*Exercise objective*. Nothing but the line with "the white pergola" and the lines after it should appear, each retyped exactly as in the listing.

*Given information*.
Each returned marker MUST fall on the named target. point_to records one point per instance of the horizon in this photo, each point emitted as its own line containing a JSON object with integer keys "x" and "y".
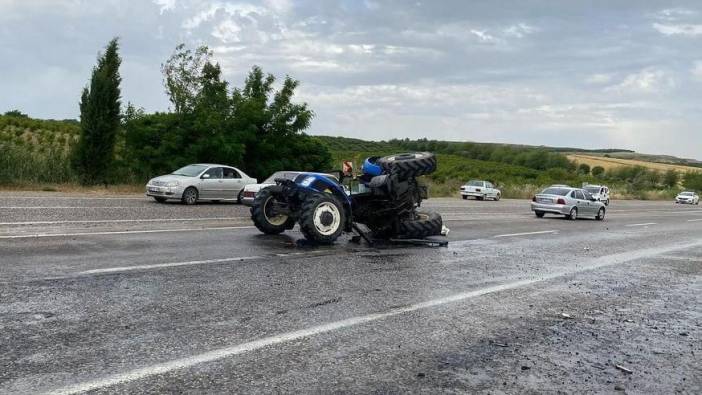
{"x": 532, "y": 73}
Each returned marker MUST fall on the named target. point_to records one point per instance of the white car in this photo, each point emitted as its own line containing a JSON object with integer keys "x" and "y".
{"x": 250, "y": 191}
{"x": 480, "y": 190}
{"x": 202, "y": 181}
{"x": 599, "y": 192}
{"x": 687, "y": 198}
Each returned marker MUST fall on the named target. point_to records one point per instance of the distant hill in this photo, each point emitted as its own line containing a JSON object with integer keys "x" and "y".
{"x": 608, "y": 162}
{"x": 37, "y": 135}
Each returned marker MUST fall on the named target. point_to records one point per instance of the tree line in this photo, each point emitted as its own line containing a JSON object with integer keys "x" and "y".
{"x": 256, "y": 127}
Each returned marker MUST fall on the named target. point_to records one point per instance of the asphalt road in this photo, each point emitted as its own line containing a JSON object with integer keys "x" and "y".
{"x": 124, "y": 295}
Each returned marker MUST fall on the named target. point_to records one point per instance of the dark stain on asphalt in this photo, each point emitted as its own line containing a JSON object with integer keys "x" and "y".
{"x": 324, "y": 302}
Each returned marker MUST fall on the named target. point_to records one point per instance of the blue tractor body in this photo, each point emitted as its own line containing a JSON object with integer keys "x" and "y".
{"x": 324, "y": 209}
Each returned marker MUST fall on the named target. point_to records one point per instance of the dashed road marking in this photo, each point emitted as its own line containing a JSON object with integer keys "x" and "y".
{"x": 122, "y": 232}
{"x": 109, "y": 221}
{"x": 119, "y": 269}
{"x": 221, "y": 353}
{"x": 162, "y": 265}
{"x": 541, "y": 232}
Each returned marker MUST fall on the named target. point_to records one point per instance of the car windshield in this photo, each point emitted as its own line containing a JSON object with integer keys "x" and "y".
{"x": 190, "y": 170}
{"x": 288, "y": 175}
{"x": 556, "y": 191}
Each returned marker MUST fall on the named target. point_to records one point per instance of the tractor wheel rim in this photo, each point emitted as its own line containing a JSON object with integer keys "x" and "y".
{"x": 329, "y": 209}
{"x": 275, "y": 220}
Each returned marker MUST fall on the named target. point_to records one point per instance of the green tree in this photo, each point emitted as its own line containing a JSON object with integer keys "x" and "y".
{"x": 183, "y": 76}
{"x": 671, "y": 178}
{"x": 693, "y": 181}
{"x": 598, "y": 171}
{"x": 272, "y": 126}
{"x": 99, "y": 119}
{"x": 16, "y": 113}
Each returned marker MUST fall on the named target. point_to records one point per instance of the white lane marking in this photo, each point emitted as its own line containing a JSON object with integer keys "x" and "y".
{"x": 109, "y": 221}
{"x": 69, "y": 207}
{"x": 644, "y": 224}
{"x": 161, "y": 265}
{"x": 72, "y": 197}
{"x": 217, "y": 354}
{"x": 122, "y": 232}
{"x": 191, "y": 263}
{"x": 527, "y": 233}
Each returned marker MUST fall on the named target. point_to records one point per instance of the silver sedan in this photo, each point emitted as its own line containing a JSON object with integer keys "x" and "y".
{"x": 202, "y": 181}
{"x": 570, "y": 202}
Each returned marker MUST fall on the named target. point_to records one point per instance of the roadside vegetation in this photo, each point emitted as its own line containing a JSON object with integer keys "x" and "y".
{"x": 261, "y": 129}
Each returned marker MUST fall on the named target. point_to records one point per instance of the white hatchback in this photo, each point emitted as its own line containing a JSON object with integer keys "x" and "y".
{"x": 480, "y": 190}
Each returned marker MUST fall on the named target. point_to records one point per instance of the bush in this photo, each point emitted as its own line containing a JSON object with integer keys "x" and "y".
{"x": 598, "y": 171}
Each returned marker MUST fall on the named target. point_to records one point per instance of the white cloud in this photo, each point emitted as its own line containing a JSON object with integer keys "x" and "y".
{"x": 598, "y": 79}
{"x": 519, "y": 30}
{"x": 165, "y": 5}
{"x": 681, "y": 29}
{"x": 696, "y": 70}
{"x": 674, "y": 14}
{"x": 649, "y": 80}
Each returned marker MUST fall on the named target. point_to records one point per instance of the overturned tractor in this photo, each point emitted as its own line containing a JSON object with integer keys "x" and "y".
{"x": 387, "y": 202}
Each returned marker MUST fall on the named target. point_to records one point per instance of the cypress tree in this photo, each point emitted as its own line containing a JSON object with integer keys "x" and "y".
{"x": 99, "y": 119}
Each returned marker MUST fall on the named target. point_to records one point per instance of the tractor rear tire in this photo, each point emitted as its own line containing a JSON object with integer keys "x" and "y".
{"x": 425, "y": 224}
{"x": 322, "y": 218}
{"x": 408, "y": 165}
{"x": 263, "y": 218}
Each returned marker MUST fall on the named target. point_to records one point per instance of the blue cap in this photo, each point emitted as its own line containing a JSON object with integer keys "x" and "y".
{"x": 371, "y": 168}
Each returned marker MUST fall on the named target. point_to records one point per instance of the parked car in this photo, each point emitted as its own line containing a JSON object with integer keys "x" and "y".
{"x": 570, "y": 202}
{"x": 480, "y": 190}
{"x": 202, "y": 181}
{"x": 687, "y": 197}
{"x": 599, "y": 192}
{"x": 250, "y": 191}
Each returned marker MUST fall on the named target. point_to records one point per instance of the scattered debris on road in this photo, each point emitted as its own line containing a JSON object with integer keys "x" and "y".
{"x": 623, "y": 369}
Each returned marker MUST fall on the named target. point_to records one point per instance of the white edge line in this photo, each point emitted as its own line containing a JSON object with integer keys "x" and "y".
{"x": 221, "y": 353}
{"x": 121, "y": 232}
{"x": 120, "y": 221}
{"x": 161, "y": 265}
{"x": 644, "y": 224}
{"x": 527, "y": 233}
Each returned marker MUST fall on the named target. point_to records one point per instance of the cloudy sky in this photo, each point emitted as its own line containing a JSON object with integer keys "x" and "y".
{"x": 593, "y": 74}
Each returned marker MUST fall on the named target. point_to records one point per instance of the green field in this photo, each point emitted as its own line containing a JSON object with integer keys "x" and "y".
{"x": 34, "y": 154}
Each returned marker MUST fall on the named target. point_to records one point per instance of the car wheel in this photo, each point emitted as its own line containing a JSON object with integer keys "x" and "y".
{"x": 190, "y": 196}
{"x": 322, "y": 218}
{"x": 600, "y": 214}
{"x": 425, "y": 224}
{"x": 265, "y": 218}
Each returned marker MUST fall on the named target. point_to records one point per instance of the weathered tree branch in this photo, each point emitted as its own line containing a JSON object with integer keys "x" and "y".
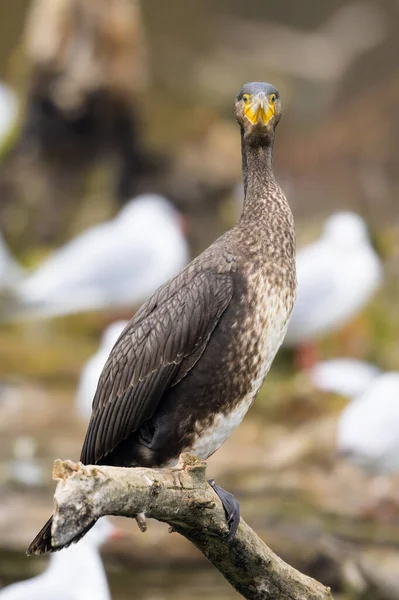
{"x": 181, "y": 497}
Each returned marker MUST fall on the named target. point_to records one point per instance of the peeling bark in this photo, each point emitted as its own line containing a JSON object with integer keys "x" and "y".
{"x": 181, "y": 497}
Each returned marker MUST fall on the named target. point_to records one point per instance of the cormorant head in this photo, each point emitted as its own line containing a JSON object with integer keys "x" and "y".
{"x": 258, "y": 110}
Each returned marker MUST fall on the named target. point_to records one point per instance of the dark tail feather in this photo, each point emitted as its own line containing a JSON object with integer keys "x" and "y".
{"x": 42, "y": 542}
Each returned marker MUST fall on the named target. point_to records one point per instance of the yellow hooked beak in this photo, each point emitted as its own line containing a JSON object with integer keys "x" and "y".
{"x": 259, "y": 109}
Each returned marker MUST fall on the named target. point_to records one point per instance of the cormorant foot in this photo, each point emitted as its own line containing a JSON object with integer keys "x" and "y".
{"x": 231, "y": 508}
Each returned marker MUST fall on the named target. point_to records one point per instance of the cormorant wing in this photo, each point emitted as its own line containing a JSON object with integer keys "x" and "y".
{"x": 155, "y": 351}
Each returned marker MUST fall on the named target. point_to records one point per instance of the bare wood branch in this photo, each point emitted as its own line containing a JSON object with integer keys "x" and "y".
{"x": 181, "y": 497}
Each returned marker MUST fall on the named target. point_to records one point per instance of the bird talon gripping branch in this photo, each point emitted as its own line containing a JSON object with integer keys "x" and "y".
{"x": 189, "y": 364}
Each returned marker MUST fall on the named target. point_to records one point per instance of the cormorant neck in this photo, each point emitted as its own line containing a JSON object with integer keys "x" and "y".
{"x": 257, "y": 170}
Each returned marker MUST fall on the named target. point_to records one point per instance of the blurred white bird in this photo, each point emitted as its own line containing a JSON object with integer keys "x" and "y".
{"x": 92, "y": 369}
{"x": 337, "y": 275}
{"x": 10, "y": 271}
{"x": 344, "y": 376}
{"x": 368, "y": 428}
{"x": 8, "y": 110}
{"x": 117, "y": 263}
{"x": 76, "y": 573}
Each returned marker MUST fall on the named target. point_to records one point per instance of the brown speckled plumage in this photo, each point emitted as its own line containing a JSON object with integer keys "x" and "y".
{"x": 191, "y": 361}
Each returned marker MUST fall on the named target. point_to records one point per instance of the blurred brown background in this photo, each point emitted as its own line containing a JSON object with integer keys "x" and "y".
{"x": 168, "y": 80}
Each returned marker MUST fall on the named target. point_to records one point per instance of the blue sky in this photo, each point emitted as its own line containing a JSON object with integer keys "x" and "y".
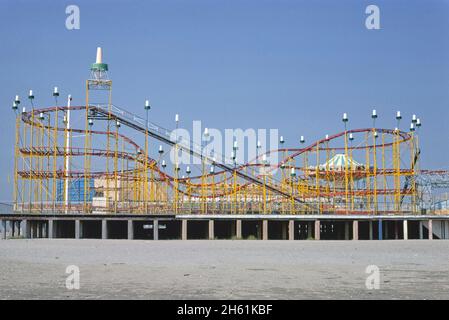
{"x": 292, "y": 65}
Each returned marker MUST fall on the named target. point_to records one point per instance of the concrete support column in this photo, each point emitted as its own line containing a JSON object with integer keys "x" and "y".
{"x": 45, "y": 229}
{"x": 211, "y": 230}
{"x": 346, "y": 230}
{"x": 291, "y": 230}
{"x": 78, "y": 231}
{"x": 39, "y": 229}
{"x": 130, "y": 230}
{"x": 309, "y": 230}
{"x": 405, "y": 229}
{"x": 238, "y": 227}
{"x": 27, "y": 229}
{"x": 12, "y": 225}
{"x": 380, "y": 231}
{"x": 155, "y": 229}
{"x": 355, "y": 230}
{"x": 420, "y": 230}
{"x": 4, "y": 229}
{"x": 317, "y": 230}
{"x": 51, "y": 229}
{"x": 184, "y": 230}
{"x": 264, "y": 229}
{"x": 104, "y": 229}
{"x": 396, "y": 230}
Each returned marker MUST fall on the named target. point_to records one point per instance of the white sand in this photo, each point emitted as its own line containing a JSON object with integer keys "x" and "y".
{"x": 201, "y": 269}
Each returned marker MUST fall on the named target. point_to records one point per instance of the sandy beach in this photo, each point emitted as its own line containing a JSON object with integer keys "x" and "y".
{"x": 113, "y": 269}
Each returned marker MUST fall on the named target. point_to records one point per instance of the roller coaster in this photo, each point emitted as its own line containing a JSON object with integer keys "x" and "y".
{"x": 100, "y": 158}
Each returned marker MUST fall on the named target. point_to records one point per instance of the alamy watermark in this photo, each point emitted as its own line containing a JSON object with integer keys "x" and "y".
{"x": 373, "y": 280}
{"x": 72, "y": 22}
{"x": 235, "y": 146}
{"x": 72, "y": 282}
{"x": 372, "y": 22}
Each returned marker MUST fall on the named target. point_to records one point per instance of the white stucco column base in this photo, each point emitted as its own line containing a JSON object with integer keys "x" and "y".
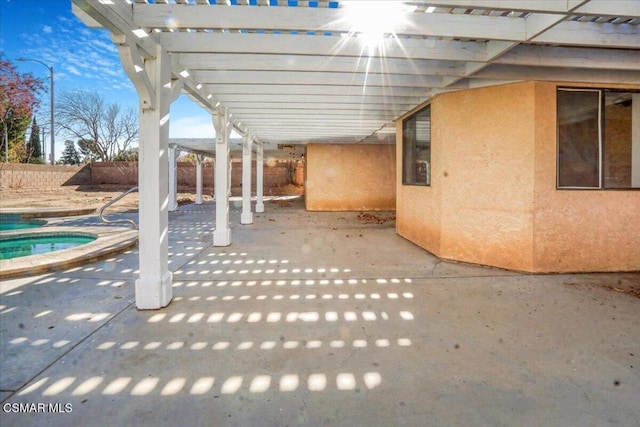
{"x": 246, "y": 218}
{"x": 153, "y": 293}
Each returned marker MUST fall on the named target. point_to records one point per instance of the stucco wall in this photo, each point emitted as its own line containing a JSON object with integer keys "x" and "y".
{"x": 417, "y": 206}
{"x": 350, "y": 177}
{"x": 578, "y": 230}
{"x": 493, "y": 198}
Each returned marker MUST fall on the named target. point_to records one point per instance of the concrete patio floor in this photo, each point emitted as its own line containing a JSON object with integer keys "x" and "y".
{"x": 318, "y": 319}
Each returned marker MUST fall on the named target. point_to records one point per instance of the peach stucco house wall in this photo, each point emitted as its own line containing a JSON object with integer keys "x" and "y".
{"x": 493, "y": 198}
{"x": 342, "y": 177}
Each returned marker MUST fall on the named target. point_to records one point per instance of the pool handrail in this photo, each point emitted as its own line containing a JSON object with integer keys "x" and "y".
{"x": 111, "y": 202}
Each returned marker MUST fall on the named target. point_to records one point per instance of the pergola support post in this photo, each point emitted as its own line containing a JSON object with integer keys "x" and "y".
{"x": 199, "y": 159}
{"x": 260, "y": 178}
{"x": 247, "y": 216}
{"x": 222, "y": 232}
{"x": 173, "y": 178}
{"x": 156, "y": 91}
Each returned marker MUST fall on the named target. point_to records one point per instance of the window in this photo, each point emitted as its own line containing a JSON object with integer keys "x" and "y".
{"x": 598, "y": 139}
{"x": 416, "y": 148}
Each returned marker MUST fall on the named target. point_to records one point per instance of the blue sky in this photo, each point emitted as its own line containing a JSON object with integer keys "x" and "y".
{"x": 82, "y": 58}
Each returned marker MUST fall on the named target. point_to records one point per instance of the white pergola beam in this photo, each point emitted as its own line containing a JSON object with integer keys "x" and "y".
{"x": 401, "y": 101}
{"x": 318, "y": 63}
{"x": 573, "y": 57}
{"x": 320, "y": 20}
{"x": 286, "y": 44}
{"x": 315, "y": 78}
{"x": 464, "y": 26}
{"x": 516, "y": 72}
{"x": 592, "y": 34}
{"x": 326, "y": 90}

*Result of this exercise*.
Each returned marker MUST fall on the named target. point_to records one point per instance of the white pergola beam in this photo, each point emitted as its own line containing a JSON object with integer keys "x" and "y".
{"x": 401, "y": 101}
{"x": 318, "y": 63}
{"x": 573, "y": 57}
{"x": 320, "y": 20}
{"x": 286, "y": 44}
{"x": 315, "y": 78}
{"x": 464, "y": 26}
{"x": 516, "y": 72}
{"x": 592, "y": 34}
{"x": 326, "y": 90}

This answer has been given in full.